SELECTED PASSAGE:
──────────

Machine learning for effective predictions and prescriptions in health care

Abstract

Early detection of acute hospitalizations and enhancing treatment efficiency is important to improve patients’ long-term life quality and reduce health care costs. This thesis develops data-driven methods to predict important health related events and optimize treatment options. Applications include predicting chronic-disease-related hospitalizations, predicting the effect of interventions, such as In Vitro Fertilization (IVF), and learning and improving upon physicians' prescription policies.

For a binary hospitalization classification problem, and to strike a balance between accuracy and interpretability of the prediction, a novel Alternating Clustering and Classification (ACC) method is proposed, which employs an alternating optimization approach that jointly identifies hidden patient clusters and adapts classifiers to each cluster. Convergence and out-of-sample guarantees for this algorithm are established. The algorithm is validated on large data sets from the Boston Medical Center, the largest safety-net hospital system in New England.

For the IVF outcome prediction problem, and for women who have difficulty conceiving, several predictive models that estimate IVF success rate are designed. For predicted non-pregnant subjects, an algorithm further predicts whether no embryos were implanted (due to embryo abnormalities) or pregnancy did not occur despite implantation. Results are presented to assess the sensitivity of the models to specific predictive variables.

──────────

DATASET EXTRACT:

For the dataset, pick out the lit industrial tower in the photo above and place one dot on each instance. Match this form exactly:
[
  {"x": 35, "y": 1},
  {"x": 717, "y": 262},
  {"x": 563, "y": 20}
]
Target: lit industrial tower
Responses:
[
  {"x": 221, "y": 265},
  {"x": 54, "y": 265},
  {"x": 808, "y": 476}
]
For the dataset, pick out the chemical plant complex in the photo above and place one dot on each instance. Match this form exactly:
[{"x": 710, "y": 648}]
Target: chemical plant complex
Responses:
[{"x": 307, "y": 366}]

──────────

EXERCISES:
1. Restate the abstract between "For the IVF" and "specific predictive variables.", inclusive, swapping "predictive models" for "forecasting models".
2. According to the abstract, which hospital system's data sets were used to validate the Alternating Clustering and Classification algorithm?

ANSWERS TO THE EXERCISES:
1.
For the IVF outcome prediction problem, and for women who have difficulty conceiving, several forecasting models that estimate IVF success rate are designed. For predicted non-pregnant subjects, an algorithm further predicts whether no embryos were implanted (due to embryo abnormalities) or pregnancy did not occur despite implantation. Results are presented to assess the sensitivity of the models to specific predictive variables.

2. The Boston Medical Center, the largest safety-net hospital system in New England.